# start of MATERIAL FOR THIS EXERCISE

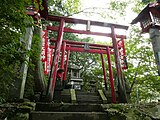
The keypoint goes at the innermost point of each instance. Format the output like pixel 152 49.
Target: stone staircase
pixel 72 105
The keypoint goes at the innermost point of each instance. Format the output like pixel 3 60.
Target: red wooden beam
pixel 77 49
pixel 121 86
pixel 104 71
pixel 81 21
pixel 111 76
pixel 69 30
pixel 82 43
pixel 66 65
pixel 54 67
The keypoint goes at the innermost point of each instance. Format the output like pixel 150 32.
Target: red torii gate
pixel 66 45
pixel 61 45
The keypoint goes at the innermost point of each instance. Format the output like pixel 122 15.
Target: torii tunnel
pixel 57 52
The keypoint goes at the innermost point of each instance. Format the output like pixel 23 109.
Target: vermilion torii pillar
pixel 149 19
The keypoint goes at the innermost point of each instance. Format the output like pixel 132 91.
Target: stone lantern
pixel 149 19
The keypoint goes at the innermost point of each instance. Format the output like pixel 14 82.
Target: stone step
pixel 89 101
pixel 88 97
pixel 58 107
pixel 86 93
pixel 36 115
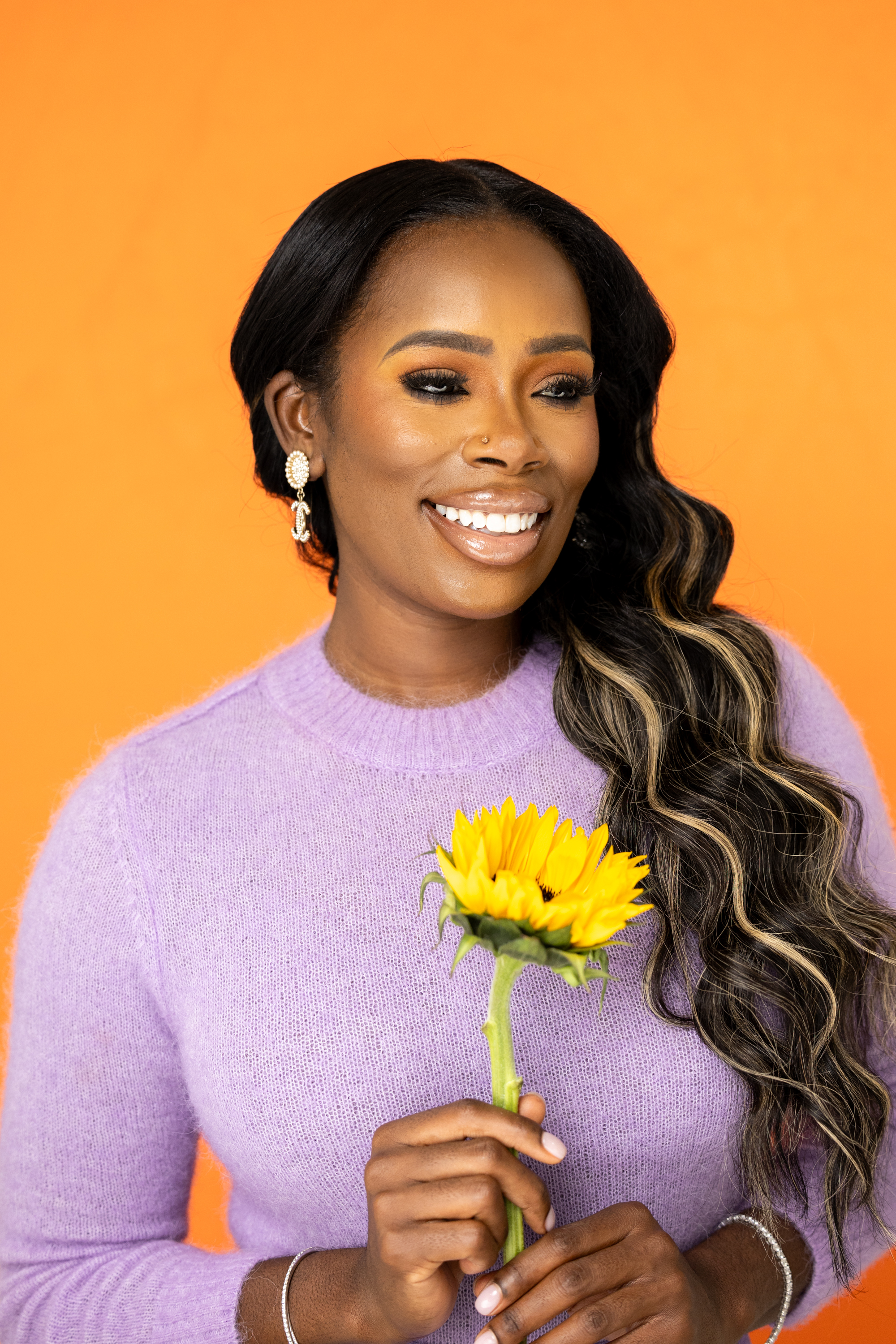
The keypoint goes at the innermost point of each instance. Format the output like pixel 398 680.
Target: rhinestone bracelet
pixel 297 1260
pixel 777 1250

# end of MATERIAL FOR THIS EXERCISE

* EXERCISE INSTRUCTIONS *
From the beginning of the rows down to the line with "pixel 72 105", both ends included, lay out the lines as a numbered list with blank lines removed. Leave the pictures out.

* EXPECTED ANSWER *
1. The keypoint goes at the innermost point of each instance. Format the output like pixel 152 49.
2. Target: stone staircase
3. pixel 72 105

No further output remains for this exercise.